**Given text:**
########################################

This was Uranus at  a 440 CE Solar Eclipse: the city of Ys in Brittany was “submerged in great flood” and “the sea submerged great  parts of Wales, most cattle drowned”; there was a July 1281 New Moon here at Kublai Khan’s second attempt  to invade Japan: a vast Armada of 4400 ships and 142,000 Mongol, Chinese and Korean troops set out in July; in Aug a typhoon struch destroying about 4000 ships and more than 100,000 troops; this was the Node at a July 1591 SolEcl, the year four hurricanes in one month sank more than 100 ships in the Western Hemisphere;  Mars at the Great Galveston Hurricane of 1900 : the barometer fell to 27.49 in – a US record up to that time: the city was inundated, about 8000 killed, “one of the worst natural disasters to hit the North American continent,” the Node in 1889 when a typhoon wrecked the ships of Germany and the US that were about to go to war; other events with placements here include the 1935 Category 5 Labor Day Hurricane that hit the Florida Keys: the barometer fell to 26.35 in, the lowest ever observed in the US: winds were estimated at 150 – 200 mph (all wind instruments were destroyed), it was labelled – “the most intense and tightly knit storm ever to hit Florida”; the terrible Lake Okeechobee hurricane of 1928 (barometer 27.43 in; 5th lowest in US history) that killed 5000 in the US and Caribbean; a massive cyclone with 145 mph wind speed that hit Bangladesh in 1911, killing about 139,000 people and half a million animals and many more.

So what has activated the ingress chart right now? We don’t need to look far. Jupiter has just stationed retrograde on 7 Nov. at 5:03 UT triggering its radix position  conjunct Castor on the descendant of the ingress chart. Also a  chart drawn  for Jupiter station brings Neptune [2pi35] to the Ascendant.  Neptune as god of the sea and his association with storms is well known.






In astro-meteorology,  lunation charts and the four phases of the moon each month - new, first quarter, full, and last quarter are looked at for weekly trends. The first quarter moon chart (10 Nov.) for Manila is shown above. Notice that the moon [18aq] and the MC [20sag40] form a yod with Jupiter [20cn30] – once again highlighting Jupiter and the star Castor which as we saw above is linked to violent storms.

########################################

**Short problem A:**
According to the storm-astrology text, how low did the barometer fall during the 1935 Labor Day Hurricane?

**Data section:**
########################################

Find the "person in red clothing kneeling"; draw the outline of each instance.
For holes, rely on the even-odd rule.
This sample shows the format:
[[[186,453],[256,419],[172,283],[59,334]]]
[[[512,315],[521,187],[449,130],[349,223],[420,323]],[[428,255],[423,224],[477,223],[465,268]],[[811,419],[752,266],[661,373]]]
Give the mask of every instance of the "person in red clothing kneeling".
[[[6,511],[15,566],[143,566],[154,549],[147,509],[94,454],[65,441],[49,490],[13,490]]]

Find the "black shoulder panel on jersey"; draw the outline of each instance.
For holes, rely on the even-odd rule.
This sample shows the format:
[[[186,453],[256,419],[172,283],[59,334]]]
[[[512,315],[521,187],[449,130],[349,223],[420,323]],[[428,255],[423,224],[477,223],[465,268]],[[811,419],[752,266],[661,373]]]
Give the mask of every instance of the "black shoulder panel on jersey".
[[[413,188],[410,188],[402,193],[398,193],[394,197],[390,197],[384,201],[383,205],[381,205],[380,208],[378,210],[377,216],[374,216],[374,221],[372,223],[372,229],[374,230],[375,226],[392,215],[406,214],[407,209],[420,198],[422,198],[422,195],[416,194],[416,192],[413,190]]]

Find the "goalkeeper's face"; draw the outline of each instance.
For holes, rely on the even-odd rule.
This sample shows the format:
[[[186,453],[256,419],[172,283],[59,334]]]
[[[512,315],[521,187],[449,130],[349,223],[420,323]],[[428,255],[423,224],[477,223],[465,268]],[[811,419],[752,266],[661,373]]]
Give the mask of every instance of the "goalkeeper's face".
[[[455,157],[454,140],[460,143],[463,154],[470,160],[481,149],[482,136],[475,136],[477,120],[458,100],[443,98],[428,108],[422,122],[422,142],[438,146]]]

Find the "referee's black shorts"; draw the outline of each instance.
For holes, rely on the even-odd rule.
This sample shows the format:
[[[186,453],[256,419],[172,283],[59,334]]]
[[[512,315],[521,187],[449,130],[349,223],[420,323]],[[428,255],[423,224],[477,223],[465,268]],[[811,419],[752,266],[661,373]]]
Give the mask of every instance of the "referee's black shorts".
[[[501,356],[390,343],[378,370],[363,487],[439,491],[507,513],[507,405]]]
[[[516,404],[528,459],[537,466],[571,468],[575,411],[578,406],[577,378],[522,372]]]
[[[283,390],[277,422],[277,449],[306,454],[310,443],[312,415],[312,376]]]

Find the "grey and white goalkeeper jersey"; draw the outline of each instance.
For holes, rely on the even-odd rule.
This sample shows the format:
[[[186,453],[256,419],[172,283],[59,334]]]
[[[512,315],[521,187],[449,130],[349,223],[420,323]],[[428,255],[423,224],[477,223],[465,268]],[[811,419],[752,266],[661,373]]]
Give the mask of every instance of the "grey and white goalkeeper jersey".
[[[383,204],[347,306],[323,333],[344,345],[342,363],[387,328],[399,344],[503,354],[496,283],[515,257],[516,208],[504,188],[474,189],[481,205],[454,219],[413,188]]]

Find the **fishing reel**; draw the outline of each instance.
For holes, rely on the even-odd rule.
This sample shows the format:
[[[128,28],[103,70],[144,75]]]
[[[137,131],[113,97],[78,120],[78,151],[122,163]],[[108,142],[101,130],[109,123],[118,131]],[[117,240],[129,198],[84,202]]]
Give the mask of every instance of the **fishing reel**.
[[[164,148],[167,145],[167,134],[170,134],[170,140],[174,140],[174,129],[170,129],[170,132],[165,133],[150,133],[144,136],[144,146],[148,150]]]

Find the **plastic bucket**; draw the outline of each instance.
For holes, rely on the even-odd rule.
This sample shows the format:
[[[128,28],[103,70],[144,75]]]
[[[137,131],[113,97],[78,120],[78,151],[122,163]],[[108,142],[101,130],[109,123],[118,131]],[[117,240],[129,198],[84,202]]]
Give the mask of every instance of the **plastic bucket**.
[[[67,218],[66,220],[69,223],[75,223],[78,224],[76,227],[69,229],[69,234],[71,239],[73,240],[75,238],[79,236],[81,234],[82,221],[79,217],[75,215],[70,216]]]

########################################

**Short problem B:**
Reproduce the records, requests included, starting at the line that contains "Find the **fishing" and continuing through the end of the records. Shift every polygon coordinate in the answer masks by adding 101 to it.

**Exercise response A:**
To 26.35 in, the lowest ever observed in the US.

**Exercise response B:**
Find the **fishing reel**; draw the outline of each instance.
For holes, rely on the even-odd rule.
This sample shows the format:
[[[128,28],[103,70],[144,75]]]
[[[137,131],[113,97],[78,120],[78,151],[122,163]],[[108,142],[101,130],[109,123],[118,131]],[[117,240],[129,198],[84,202]]]
Give the mask of every instance of the **fishing reel**.
[[[265,249],[268,246],[268,235],[271,235],[271,241],[275,241],[275,230],[271,230],[271,233],[266,234],[251,234],[245,237],[245,247],[249,251]]]

Find the **plastic bucket**; draw the outline of each instance.
For holes, rely on the even-odd rule.
This sample shows the format:
[[[128,28],[103,70],[144,75]]]
[[[137,131],[113,97],[78,120],[78,151],[122,163]],[[108,142],[101,130],[109,123],[118,131]],[[117,240],[129,198],[84,202]]]
Give the mask of every instance of the **plastic bucket**.
[[[168,319],[167,321],[170,324],[176,324],[179,325],[177,328],[170,330],[170,335],[172,340],[174,341],[176,339],[180,337],[182,335],[183,322],[180,318],[176,316],[171,317]]]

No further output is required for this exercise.